* _YOUR INSTRUCTIONS_
Answer the following questions using the instrument description below, and number your answers to match.
1. How much Carbopack™ B does the trap contain?
2. What power rating does each cartridge heater have?
3. Which data acquisition board serves as the central interface between the hardware and software?

* _DOCUMENT_
** START **

The instrument as configured for this work includes a single trap, column, and detector. However, inclusion of a second channel operating in parallel would require minimal modification by adding an additional trap and valve, and outfitting the GC with a second column and FID. Though not yet implemented here, the instrument electronics, described in detail below, are designed to enable expansion to a two-channel system with minimal modification.

2.2 Adsorbent trap and desorption program

The trap is designed to capture species with a range in volatilities by using multiple layered beds of adsorbents with different adsorptive strength following previously demonstrated designs.^33,35 The trap consists of, in order of upstream to downstream flow, 10 mg of Tenax® TA (60–80 mesh), 20 mg of Carbopack™ B (60–80 mesh), and at least 50 mg of Carbopack™ X (60–80 mesh) with ∼10 mg glass beads (50–70 sieve) on either side of each adsorbent (Fig. 1, left). Adsorbents are held in place by packing the outlet of the trap with glass beads (50–70 sieve) and then glass wool.

Because the system is not a two-step purge-and-trap system and has no focusing between the sample trap and the head of the GC column, any compound not strongly retained by the column is immediately mobile once desorbed. Desorption of the trap consequently affects peak shape of high volatility compounds, and the rapid heating and flushing of the trap is a critical instrument design. To minimize retention in the trap during desorption, the trap (manufactured by Aerosol Dynamics Inc.) consists of a 1/8′′ (3.2 mm) outer diameter, thin walled (0.13 mm) passivated metal tube, partially flattened to a thickness of roughly 1/16′′ (1.6 mm) to minimize swept volume.³³ The trap is heated using two 1/8′′ diameter, 100 watt cartridge heaters sandwiched within a low thermal mass manifold composed of two aluminum blocks (3 mm × 20 mm × 76 mm, Aerosol Dynamics Inc.). The metal blocks are grooved in the shape of the trap to hold it in place. Due to the low thermal mass of the manifold and isolation from other instrument components, heating of the manifold is achieved in under 30 seconds. The manifold also hosts a 1/32′′ K-type thermocouple which is used to monitor the temperature and control the heating of the trap.

2.3 Electronic design

A moderate cost data acquisition board (LabJack U6 Pro) is the central interface between the hardware and software and is housed within a standalone electronics enclosure (Fig. 3). An 8-channel relay board powered by a 24 VDC power supply controls six switched 24 VDC channels, and two switched 110 VAC channels; all channels are independently fused, accessed by screw terminals on the face of the enclosure, and controlled by digital out (DO) channels. The fan and valve shown in Fig. 1 are controlled by two of the 24 VDC channels. The cartridge heaters are controlled by one of the 110 VAC channels, in which a 24 VDC relay is used to switch two independent solid-state relays (SSRs, Sensata-Crydom) to provide better heat dissipation.

Fig. 3 Diagram of the control electronics. Connections between the data acquisition board and controlled instrument components are shown. A 24 V relay board controls 6 directly switched circuits, including those used for the fan and valves, and 2 switched solid state relays (SSR) that control 110 V power for the heats. Additional connections include the 6-port valve, thermocouple (TC) hub, mass flow controllers (MFC), FID signals, and GC start and stop signals.

** END **

* _RAW DATA_
** START **

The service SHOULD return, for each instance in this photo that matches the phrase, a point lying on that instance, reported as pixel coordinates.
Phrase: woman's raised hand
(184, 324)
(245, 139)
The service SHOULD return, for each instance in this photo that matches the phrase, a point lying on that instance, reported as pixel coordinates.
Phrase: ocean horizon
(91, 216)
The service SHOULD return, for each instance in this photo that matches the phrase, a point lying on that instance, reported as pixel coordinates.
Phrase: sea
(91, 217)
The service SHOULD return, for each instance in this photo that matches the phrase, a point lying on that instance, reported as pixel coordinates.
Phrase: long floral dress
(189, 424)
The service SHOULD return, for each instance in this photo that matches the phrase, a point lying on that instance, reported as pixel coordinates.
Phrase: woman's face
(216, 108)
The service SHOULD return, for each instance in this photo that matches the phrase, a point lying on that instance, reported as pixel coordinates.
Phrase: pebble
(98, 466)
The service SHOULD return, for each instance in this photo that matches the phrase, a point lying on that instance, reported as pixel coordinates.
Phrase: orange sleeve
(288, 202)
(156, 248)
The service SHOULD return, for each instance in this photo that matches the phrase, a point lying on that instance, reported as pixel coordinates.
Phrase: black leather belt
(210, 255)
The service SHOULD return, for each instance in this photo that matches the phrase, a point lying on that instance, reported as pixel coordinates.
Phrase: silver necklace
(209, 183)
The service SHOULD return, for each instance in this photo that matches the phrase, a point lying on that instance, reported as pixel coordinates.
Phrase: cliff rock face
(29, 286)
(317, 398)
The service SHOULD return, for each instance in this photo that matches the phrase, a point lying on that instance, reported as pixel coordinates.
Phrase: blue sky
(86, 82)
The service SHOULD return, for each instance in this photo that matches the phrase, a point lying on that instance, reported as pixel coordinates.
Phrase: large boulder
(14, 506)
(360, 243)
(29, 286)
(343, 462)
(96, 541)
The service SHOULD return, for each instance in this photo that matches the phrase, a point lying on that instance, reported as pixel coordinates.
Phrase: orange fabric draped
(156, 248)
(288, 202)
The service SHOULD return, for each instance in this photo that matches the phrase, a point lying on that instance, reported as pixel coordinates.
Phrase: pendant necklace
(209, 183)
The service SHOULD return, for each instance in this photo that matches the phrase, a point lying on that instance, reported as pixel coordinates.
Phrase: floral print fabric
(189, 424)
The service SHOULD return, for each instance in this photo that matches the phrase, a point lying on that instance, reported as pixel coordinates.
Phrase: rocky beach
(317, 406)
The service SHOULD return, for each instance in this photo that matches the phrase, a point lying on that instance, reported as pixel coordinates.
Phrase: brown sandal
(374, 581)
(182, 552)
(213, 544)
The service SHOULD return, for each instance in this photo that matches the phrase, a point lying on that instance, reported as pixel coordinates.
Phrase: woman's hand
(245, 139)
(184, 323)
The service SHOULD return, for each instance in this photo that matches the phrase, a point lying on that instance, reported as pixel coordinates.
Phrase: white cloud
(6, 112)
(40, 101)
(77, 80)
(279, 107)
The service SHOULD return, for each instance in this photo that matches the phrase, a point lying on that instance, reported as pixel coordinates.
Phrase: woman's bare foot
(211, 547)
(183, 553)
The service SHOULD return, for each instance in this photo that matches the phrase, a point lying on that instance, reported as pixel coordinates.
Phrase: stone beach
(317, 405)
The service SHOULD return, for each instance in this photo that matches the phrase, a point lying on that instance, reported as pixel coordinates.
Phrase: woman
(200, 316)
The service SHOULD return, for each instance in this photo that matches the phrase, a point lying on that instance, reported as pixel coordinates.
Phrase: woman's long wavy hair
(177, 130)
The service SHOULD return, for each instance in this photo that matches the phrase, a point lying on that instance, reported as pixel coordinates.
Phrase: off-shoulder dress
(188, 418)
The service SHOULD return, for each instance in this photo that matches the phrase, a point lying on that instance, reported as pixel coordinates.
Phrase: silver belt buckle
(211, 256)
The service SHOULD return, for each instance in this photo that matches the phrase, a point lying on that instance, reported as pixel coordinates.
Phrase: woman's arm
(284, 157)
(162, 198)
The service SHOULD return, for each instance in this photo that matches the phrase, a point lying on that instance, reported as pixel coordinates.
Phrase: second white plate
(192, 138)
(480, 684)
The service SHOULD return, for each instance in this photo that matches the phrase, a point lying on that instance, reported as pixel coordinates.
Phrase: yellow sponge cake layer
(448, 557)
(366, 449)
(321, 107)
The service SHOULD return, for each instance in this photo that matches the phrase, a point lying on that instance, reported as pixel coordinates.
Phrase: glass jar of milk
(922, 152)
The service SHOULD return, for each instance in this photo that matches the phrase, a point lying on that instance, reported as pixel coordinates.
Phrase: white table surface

** END **
** START **

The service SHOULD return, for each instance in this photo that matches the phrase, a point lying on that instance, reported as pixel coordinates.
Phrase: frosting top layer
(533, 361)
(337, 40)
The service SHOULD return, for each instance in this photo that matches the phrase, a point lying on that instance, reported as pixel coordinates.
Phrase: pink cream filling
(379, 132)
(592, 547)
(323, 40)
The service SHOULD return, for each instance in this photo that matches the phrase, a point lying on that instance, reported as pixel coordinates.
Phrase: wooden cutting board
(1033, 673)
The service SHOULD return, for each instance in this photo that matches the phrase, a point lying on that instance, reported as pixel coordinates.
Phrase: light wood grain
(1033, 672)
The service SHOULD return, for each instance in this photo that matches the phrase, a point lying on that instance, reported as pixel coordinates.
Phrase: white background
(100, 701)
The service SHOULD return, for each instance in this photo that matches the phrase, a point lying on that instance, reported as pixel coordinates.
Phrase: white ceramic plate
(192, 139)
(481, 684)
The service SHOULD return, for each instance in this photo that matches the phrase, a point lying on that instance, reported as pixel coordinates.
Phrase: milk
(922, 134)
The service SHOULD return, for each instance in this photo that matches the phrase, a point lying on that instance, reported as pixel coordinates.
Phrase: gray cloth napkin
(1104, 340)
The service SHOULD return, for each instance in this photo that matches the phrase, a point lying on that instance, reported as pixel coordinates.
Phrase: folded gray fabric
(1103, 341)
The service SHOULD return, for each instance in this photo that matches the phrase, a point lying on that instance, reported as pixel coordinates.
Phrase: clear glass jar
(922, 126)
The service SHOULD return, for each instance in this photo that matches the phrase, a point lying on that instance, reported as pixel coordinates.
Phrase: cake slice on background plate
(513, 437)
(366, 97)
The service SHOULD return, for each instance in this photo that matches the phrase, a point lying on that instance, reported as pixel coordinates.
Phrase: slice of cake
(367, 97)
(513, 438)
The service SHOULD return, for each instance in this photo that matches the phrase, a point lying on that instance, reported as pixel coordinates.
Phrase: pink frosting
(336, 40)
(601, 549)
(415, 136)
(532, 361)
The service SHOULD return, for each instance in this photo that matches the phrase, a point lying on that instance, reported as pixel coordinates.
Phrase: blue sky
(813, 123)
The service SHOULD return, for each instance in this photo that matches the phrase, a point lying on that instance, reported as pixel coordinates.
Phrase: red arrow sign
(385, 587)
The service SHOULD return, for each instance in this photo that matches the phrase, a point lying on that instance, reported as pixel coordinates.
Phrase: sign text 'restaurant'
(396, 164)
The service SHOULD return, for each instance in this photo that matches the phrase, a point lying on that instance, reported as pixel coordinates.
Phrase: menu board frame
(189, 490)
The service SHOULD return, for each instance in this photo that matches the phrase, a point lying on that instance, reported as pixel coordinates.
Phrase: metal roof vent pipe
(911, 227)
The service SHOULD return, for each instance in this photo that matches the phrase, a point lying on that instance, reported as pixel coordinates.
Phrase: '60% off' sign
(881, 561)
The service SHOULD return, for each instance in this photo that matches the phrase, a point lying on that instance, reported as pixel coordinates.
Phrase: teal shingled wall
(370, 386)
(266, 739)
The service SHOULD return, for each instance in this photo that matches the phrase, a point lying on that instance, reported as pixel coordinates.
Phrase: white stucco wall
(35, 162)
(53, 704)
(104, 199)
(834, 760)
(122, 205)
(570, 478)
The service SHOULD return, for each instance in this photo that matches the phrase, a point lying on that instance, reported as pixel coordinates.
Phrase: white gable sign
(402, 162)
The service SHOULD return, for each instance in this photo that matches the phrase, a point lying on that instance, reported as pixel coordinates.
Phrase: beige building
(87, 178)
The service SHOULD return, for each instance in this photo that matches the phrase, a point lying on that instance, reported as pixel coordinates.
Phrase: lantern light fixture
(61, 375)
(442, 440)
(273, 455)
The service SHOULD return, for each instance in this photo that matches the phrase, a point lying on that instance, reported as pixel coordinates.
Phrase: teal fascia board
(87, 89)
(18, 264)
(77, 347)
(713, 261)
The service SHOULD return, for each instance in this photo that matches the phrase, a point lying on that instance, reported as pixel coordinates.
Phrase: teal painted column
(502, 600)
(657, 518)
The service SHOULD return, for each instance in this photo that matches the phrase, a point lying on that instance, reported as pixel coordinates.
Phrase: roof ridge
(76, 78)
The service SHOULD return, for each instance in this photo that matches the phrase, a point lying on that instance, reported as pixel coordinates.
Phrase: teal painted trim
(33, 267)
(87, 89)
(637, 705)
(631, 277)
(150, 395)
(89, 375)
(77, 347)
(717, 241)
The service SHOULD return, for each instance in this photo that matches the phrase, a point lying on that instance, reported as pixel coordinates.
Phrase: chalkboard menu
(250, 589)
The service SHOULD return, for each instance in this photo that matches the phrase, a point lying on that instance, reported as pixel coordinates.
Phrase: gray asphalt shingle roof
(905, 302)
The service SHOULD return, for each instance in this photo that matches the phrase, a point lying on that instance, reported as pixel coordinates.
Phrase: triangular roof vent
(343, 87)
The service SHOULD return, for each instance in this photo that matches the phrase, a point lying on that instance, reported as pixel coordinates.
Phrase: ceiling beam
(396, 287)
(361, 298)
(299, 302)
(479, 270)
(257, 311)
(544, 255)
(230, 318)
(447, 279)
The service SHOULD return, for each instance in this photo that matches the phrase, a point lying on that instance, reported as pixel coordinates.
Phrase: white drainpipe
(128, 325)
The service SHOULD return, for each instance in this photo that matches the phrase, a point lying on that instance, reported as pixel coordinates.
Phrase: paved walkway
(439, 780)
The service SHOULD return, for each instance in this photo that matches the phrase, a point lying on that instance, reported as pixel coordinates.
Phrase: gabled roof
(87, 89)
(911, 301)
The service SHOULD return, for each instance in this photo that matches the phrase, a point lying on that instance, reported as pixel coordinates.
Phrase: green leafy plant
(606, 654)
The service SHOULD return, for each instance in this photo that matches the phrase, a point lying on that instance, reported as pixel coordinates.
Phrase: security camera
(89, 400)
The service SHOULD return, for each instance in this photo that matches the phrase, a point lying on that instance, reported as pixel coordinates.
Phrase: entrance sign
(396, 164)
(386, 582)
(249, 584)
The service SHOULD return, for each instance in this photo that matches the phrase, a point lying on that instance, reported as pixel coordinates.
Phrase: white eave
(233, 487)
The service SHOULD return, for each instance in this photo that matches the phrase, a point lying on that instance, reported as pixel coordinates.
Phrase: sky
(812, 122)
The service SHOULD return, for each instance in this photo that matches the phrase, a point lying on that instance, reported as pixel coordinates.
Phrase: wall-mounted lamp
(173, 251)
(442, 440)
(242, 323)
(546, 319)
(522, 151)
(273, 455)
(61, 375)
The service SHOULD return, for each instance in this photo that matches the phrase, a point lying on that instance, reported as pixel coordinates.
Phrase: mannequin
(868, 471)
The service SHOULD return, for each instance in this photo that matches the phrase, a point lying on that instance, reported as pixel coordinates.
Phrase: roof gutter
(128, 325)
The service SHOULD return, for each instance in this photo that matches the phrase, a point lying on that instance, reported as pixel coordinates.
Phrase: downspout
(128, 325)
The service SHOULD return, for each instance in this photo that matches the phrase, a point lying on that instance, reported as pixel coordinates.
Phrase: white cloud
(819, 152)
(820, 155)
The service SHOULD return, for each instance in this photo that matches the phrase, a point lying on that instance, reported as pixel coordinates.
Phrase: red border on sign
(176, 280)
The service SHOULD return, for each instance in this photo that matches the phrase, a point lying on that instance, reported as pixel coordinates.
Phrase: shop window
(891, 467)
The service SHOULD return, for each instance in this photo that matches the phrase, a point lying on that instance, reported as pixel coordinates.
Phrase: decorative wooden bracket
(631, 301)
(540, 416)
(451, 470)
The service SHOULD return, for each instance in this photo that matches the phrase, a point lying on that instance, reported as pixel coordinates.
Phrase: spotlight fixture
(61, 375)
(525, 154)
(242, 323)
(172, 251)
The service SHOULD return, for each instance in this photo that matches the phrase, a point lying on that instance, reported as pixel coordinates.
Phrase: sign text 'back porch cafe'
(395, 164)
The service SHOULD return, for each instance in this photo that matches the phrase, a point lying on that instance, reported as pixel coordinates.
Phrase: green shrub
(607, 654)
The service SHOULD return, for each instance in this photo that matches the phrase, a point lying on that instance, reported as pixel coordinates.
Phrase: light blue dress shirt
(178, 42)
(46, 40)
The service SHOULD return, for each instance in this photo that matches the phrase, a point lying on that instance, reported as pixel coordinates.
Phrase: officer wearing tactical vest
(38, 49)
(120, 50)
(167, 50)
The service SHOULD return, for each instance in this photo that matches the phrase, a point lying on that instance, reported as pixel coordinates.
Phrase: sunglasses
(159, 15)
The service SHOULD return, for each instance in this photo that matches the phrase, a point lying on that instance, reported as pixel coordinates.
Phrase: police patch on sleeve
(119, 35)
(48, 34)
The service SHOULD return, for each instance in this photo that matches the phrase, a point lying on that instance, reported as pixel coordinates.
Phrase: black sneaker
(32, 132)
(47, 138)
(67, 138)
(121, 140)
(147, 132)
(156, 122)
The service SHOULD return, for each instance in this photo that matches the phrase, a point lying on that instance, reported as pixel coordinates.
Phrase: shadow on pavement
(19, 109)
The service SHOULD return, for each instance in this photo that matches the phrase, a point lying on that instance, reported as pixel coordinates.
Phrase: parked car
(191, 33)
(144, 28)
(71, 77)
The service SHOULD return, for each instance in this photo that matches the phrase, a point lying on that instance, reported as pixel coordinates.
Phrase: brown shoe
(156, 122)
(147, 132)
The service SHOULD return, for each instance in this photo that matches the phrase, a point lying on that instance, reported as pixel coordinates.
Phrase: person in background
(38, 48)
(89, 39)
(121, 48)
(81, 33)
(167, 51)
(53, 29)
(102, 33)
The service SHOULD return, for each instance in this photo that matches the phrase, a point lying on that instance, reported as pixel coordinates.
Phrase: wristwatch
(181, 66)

** END **

* _ANSWER BELOW_
1. 20 mg (60–80 mesh)
2. 100 watts
3. LabJack U6 Pro